[BEGIN DATA ROWS]

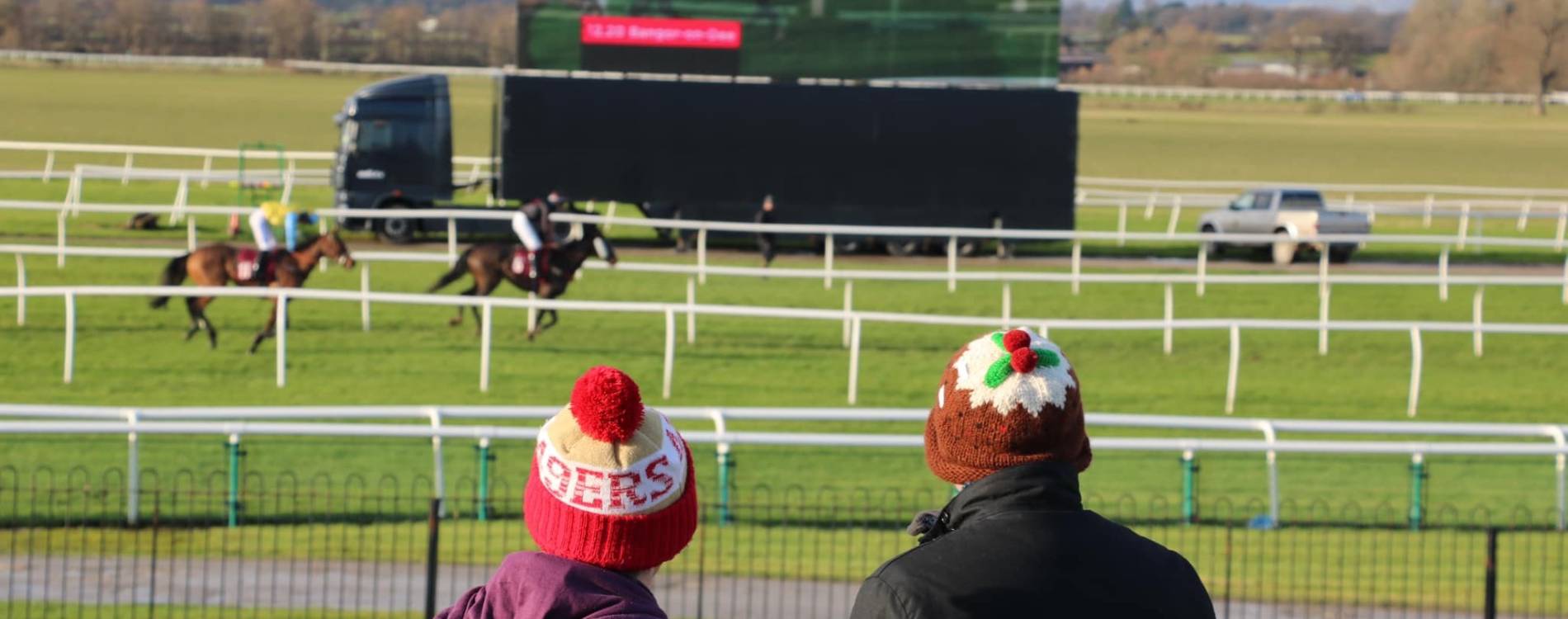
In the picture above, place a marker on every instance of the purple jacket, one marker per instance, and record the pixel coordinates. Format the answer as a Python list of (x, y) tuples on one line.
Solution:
[(533, 585)]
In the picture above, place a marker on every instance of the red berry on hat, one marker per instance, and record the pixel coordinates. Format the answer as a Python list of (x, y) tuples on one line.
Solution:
[(607, 404), (1015, 339), (1024, 361)]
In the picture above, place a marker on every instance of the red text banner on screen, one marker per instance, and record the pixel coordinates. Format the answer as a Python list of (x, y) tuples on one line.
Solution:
[(660, 31)]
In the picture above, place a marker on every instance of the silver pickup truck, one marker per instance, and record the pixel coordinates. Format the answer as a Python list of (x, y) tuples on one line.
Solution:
[(1289, 215)]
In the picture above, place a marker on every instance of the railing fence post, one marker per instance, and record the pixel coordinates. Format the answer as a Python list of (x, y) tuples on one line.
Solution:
[(827, 263), (485, 343), (233, 450), (282, 339), (1170, 317), (364, 296), (1415, 371), (71, 336), (1236, 361), (21, 291), (1418, 494), (952, 263), (1476, 317), (132, 470), (855, 359), (848, 308), (670, 348), (690, 310)]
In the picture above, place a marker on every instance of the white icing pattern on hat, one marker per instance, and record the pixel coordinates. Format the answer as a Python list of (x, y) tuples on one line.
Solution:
[(1031, 376)]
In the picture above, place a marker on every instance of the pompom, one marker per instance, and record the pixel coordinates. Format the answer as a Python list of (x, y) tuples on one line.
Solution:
[(607, 404), (1015, 339), (1024, 359)]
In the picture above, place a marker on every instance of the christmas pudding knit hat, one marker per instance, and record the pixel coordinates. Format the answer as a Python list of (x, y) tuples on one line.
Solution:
[(1007, 399), (612, 481)]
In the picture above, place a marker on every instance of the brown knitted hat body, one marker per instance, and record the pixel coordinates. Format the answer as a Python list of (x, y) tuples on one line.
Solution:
[(1007, 399)]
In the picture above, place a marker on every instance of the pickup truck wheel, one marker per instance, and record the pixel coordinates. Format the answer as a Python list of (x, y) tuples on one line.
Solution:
[(397, 231), (1283, 249)]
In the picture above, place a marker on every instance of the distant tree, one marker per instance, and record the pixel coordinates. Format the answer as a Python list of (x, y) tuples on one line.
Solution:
[(1534, 47)]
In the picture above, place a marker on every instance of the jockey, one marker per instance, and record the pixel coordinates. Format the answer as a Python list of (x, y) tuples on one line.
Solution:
[(532, 224)]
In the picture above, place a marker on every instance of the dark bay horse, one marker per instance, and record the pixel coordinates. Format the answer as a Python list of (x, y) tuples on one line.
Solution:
[(219, 265), (489, 263)]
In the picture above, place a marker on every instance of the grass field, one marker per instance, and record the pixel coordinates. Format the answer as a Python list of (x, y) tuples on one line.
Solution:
[(127, 355)]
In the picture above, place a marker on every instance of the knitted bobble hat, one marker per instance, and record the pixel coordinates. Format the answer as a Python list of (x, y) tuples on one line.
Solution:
[(1007, 399), (612, 481)]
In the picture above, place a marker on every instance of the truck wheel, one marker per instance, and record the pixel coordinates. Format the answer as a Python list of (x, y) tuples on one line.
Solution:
[(397, 231), (1339, 254), (1285, 249)]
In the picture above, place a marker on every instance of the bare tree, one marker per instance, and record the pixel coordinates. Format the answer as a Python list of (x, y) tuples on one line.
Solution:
[(1534, 47)]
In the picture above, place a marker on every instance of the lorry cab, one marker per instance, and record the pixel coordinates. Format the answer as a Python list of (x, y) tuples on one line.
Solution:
[(394, 151)]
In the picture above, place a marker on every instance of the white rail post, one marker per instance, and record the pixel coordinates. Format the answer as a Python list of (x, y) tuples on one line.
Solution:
[(1007, 305), (1415, 371), (21, 291), (132, 470), (848, 306), (1443, 275), (855, 359), (1203, 268), (1236, 366), (1170, 317), (282, 339), (952, 263), (1322, 320), (533, 312), (71, 336), (1562, 226), (439, 479), (690, 310), (1078, 265), (1170, 229), (701, 256), (364, 296), (485, 343), (1476, 317), (1122, 224), (827, 263), (1463, 224), (670, 348), (60, 226)]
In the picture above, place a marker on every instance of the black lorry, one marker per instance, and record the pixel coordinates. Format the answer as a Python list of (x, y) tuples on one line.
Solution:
[(830, 151)]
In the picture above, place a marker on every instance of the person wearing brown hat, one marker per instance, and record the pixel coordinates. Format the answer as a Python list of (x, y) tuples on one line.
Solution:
[(1007, 430), (611, 497)]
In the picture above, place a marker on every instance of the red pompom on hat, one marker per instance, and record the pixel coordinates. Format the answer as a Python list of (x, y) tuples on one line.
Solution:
[(607, 404)]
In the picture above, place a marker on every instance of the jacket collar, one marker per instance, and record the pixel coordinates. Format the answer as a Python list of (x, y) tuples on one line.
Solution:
[(1035, 486)]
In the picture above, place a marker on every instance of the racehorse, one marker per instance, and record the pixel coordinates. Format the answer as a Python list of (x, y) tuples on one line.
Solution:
[(491, 262), (219, 265)]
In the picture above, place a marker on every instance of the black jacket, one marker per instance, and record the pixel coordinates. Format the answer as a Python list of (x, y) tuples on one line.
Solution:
[(1019, 544)]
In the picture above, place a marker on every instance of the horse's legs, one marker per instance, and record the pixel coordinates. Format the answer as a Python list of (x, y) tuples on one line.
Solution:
[(268, 329)]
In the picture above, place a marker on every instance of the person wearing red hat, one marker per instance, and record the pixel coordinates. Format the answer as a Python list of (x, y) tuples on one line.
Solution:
[(1015, 541), (611, 497)]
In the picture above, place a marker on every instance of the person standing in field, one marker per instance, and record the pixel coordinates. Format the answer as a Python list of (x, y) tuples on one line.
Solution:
[(612, 495), (767, 242), (1007, 430)]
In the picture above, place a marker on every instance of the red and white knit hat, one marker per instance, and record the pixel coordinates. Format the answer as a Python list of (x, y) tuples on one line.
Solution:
[(612, 481)]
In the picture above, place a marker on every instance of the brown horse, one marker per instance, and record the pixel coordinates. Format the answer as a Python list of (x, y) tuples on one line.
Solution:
[(219, 265), (489, 263)]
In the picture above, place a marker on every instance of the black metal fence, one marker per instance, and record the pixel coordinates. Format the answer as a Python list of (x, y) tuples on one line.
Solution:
[(386, 549)]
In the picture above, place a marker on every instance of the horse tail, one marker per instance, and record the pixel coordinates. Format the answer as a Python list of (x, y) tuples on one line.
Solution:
[(460, 268), (172, 275)]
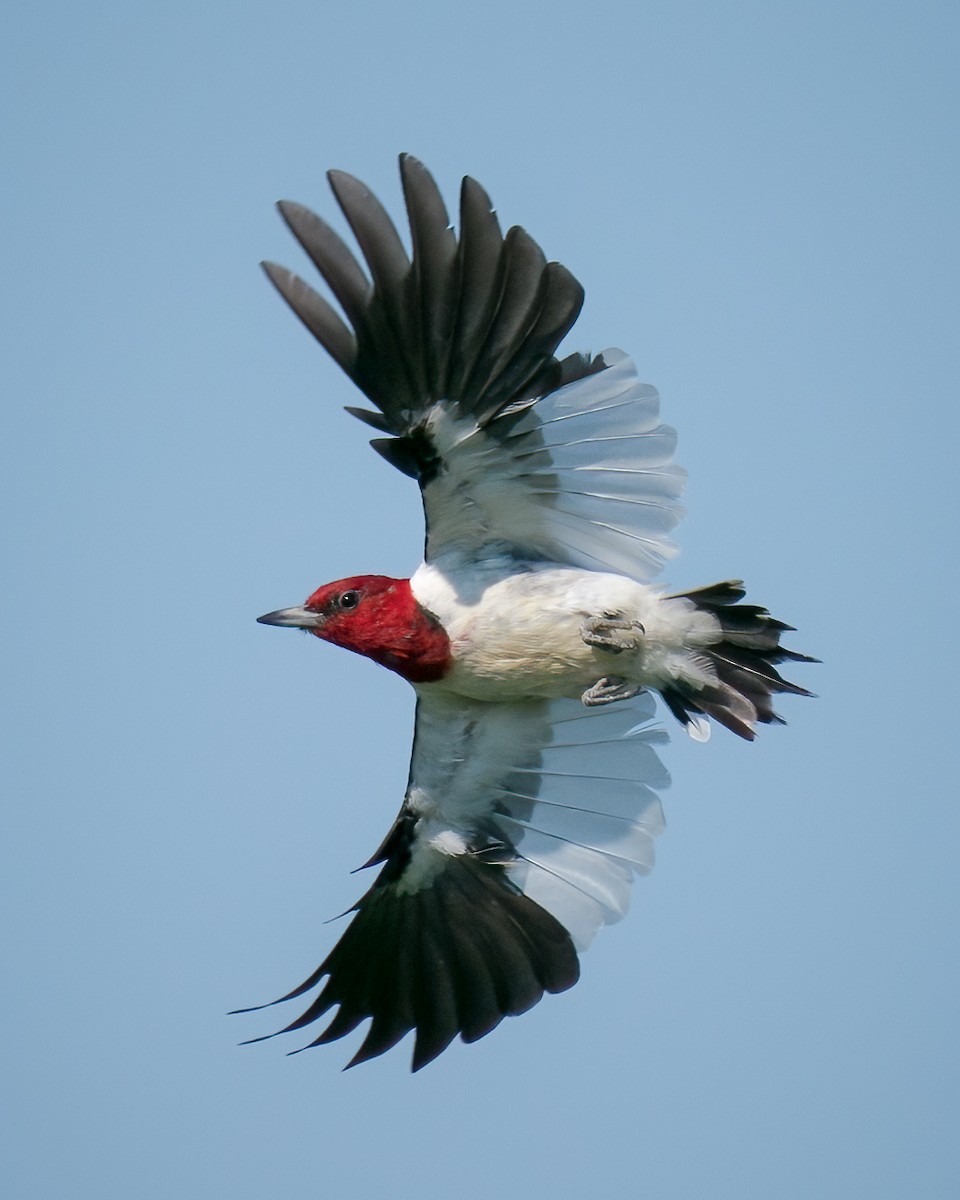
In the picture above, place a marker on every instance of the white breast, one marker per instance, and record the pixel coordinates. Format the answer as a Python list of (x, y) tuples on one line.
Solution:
[(516, 629)]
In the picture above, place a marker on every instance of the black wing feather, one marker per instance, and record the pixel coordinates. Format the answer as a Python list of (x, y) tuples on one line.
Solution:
[(473, 319)]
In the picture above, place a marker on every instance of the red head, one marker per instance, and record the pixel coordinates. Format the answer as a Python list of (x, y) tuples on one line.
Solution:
[(378, 617)]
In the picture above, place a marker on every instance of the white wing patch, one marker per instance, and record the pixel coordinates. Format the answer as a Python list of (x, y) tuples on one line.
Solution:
[(585, 477), (568, 792)]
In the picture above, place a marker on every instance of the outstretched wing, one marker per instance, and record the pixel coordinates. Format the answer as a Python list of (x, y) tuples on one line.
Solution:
[(519, 838), (561, 460)]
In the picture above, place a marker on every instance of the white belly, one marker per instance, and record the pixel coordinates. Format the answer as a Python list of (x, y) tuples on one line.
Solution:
[(517, 633)]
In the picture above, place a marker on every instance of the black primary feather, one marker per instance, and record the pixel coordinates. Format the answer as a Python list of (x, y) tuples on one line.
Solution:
[(474, 321)]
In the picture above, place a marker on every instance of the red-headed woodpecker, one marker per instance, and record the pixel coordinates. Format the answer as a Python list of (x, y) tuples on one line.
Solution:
[(531, 633)]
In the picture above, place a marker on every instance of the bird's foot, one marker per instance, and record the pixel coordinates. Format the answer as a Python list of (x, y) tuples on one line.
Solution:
[(610, 689), (612, 631)]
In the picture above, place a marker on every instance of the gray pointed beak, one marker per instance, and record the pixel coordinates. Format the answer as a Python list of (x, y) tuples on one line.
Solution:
[(297, 618)]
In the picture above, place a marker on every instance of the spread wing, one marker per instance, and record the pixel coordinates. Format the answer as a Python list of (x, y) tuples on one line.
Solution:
[(562, 460), (519, 838)]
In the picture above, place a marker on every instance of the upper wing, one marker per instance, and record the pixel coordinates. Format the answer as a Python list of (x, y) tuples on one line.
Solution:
[(519, 838), (563, 460)]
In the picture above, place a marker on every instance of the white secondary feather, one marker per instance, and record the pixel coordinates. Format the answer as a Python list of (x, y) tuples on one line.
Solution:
[(567, 791), (585, 477)]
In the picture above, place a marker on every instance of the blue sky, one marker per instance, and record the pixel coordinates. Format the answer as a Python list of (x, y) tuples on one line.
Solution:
[(761, 202)]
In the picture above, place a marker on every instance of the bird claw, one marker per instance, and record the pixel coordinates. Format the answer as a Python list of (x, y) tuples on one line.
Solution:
[(610, 689), (612, 631)]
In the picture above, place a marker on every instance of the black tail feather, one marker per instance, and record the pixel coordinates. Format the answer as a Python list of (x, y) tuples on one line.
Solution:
[(743, 664)]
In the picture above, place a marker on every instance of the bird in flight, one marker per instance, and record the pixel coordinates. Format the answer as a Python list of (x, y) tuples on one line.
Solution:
[(531, 633)]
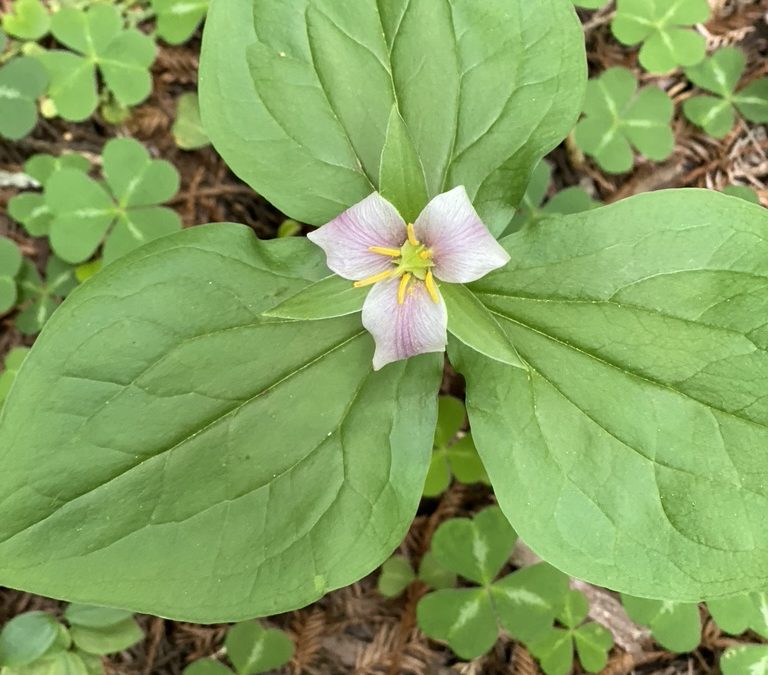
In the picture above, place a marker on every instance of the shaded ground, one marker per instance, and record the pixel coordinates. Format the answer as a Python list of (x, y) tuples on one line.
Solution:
[(355, 630)]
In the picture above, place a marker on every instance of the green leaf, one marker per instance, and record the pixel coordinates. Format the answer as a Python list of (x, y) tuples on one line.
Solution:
[(476, 549), (107, 639), (752, 659), (177, 20), (26, 637), (22, 81), (149, 398), (676, 626), (396, 575), (188, 131), (27, 20), (328, 298), (310, 87), (252, 649), (401, 175), (617, 117), (658, 24), (657, 298), (89, 616), (471, 323)]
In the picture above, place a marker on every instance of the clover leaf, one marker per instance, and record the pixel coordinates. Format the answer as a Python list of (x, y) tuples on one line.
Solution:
[(13, 362), (188, 129), (10, 264), (98, 40), (254, 649), (22, 81), (454, 453), (124, 213), (523, 603), (533, 207), (720, 75), (29, 208), (617, 117), (27, 20), (676, 626), (177, 20), (38, 298), (662, 27), (555, 648)]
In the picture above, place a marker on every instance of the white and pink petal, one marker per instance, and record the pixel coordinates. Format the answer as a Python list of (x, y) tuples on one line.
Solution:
[(462, 247), (418, 326), (347, 238)]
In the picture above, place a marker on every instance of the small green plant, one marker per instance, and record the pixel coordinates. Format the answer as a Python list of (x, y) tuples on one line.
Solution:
[(251, 648), (36, 642), (39, 296), (617, 117), (22, 81), (663, 28), (123, 215), (592, 642), (720, 75), (13, 361), (676, 626), (10, 265), (523, 603), (99, 42), (177, 20), (454, 452), (188, 129)]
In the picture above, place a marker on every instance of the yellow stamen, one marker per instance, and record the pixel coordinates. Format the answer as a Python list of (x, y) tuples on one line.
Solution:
[(412, 235), (374, 279), (382, 250), (401, 288), (429, 281)]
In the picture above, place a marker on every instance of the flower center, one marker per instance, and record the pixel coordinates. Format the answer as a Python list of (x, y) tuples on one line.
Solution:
[(412, 262)]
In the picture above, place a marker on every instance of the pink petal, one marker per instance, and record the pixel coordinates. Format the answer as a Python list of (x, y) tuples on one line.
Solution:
[(345, 240), (462, 247), (417, 326)]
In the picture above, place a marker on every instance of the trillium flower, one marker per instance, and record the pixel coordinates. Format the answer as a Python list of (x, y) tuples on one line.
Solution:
[(371, 245)]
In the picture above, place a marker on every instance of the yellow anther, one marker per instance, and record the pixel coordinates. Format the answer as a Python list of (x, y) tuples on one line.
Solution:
[(412, 235), (402, 287), (429, 281), (374, 279), (383, 250)]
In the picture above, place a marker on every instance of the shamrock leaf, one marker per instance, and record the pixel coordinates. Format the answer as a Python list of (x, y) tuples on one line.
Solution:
[(254, 649), (98, 40), (720, 75), (188, 129), (617, 117), (13, 362), (39, 298), (27, 20), (745, 660), (124, 213), (661, 25), (177, 20), (676, 626), (592, 642), (29, 208), (454, 454), (10, 264), (22, 80), (524, 603), (533, 207)]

[END DATA ROWS]

▶ **GOAL**
Update the lines starting at the line containing "the black wing" and ending at the line containing "[(517, 633)]", replacing "outstretched wing" with "spread wing" and keeping everything else unchanged.

▶ **REPLY**
In the picture above, place a marker on every instance of the black wing feather, one marker per instance, and record the pixel coordinates. Format the answer as a Python list of (x, y) tuples on one line.
Solution:
[(473, 319)]
In the picture above, place a marker on every instance of the red head, one marker per instance, and record the pixel coordinates. Format the answer as a Python list of (x, y) tuples on one line.
Solution:
[(378, 617)]
In the picture above, place a marker on every instance of the white wing patch, one marker per instance, and record the pixel coordinates. Format the answer as a Python list of (x, y) tuples on one line.
Solution:
[(585, 477), (568, 792)]
In the picture above, place a marker on every instance of the spread wing, one marker per instance, and record the pixel coordinates. Format the answer as a Python list of (x, y) tuples on one line.
Solution:
[(519, 838), (561, 460)]
In the picture above, place a marker on every instance of the white belly, one marker per instance, and record the pixel coordinates. Format the answer as a Python list of (x, y) tuples on one line.
Solution:
[(517, 633)]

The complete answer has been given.